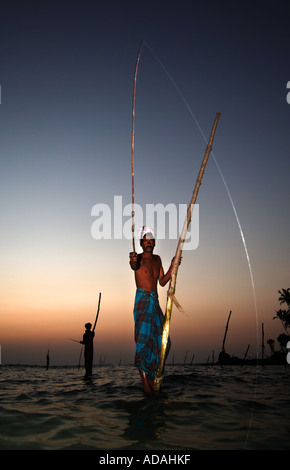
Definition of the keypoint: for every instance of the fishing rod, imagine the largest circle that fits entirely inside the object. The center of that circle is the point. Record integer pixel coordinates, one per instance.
(172, 286)
(133, 139)
(98, 311)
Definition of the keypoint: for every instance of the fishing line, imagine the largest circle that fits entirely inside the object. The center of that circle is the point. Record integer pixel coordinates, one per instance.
(224, 182)
(220, 172)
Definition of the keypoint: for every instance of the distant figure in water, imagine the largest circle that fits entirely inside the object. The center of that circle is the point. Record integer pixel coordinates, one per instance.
(88, 341)
(47, 360)
(148, 316)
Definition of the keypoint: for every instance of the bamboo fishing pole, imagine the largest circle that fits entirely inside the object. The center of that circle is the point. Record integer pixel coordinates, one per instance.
(133, 142)
(172, 286)
(98, 311)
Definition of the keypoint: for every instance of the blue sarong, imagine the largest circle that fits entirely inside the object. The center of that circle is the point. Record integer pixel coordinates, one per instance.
(149, 321)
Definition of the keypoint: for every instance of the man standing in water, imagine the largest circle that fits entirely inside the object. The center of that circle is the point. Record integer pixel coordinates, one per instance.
(148, 316)
(88, 341)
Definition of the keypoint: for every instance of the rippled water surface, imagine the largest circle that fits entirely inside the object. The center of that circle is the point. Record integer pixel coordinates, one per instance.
(199, 407)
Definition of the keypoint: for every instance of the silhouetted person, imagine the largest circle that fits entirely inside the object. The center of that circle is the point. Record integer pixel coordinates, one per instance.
(88, 341)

== == ==

What to produce
Since the pictures are not part of the copy, transcribe only the remaining material, exactly.

Expected answer
Definition of the keypoint: for every instance of the fishing rod, imagine the largest circle that fits entirely inside the object. The center of that circle is the point. Record integer pixel coordinates, one per instance.
(172, 286)
(133, 139)
(98, 311)
Definition of the keypoint: for every instance of the fishing line, imagine the largest circle that fits entirely inside the object. The center of that circle is the point. Record integer pixel coordinates, one per instance.
(224, 182)
(220, 172)
Definition of the keypoint: for every instance of the distant figure in water, imagine the largest circle that fits entirely inside the object. The center of that circle is the point. Record integer pixel coordinates, one per instance.
(88, 341)
(47, 360)
(148, 316)
Definition of the keypoint: for every instance of the bamboo fishing pole, imagine the largest circle that fits entirely inside the object. The center of that circle is the point. Record integer pixel coordinates, one per instance.
(133, 142)
(172, 286)
(98, 311)
Definition of the keypoint: for every instance of the blue sarong, imagine the largest circle that fits entirely inside the object. The center of that circle is the point. Record integer pixel coordinates, one per instance.
(149, 321)
Definition of the keypoint: for every instance of the man standing in water, imagine the largest circle that fits entirely inside the object. The center of that circle is the point. Record integer pixel coordinates, one per instance.
(148, 316)
(88, 341)
Definition of the keypoint: for every instance of the rippled water surface, imagine the largest circle that fits entirely inside the object. The center of that circle is the point. Record integer pixel coordinates, one per instance.
(199, 407)
Definition of the keypoint: for every instance of the silhouetted person, imagine the largest circle that fits entirely inside the object. The center of that circle is the point. Record integer pixel coordinates, one per instance.
(88, 341)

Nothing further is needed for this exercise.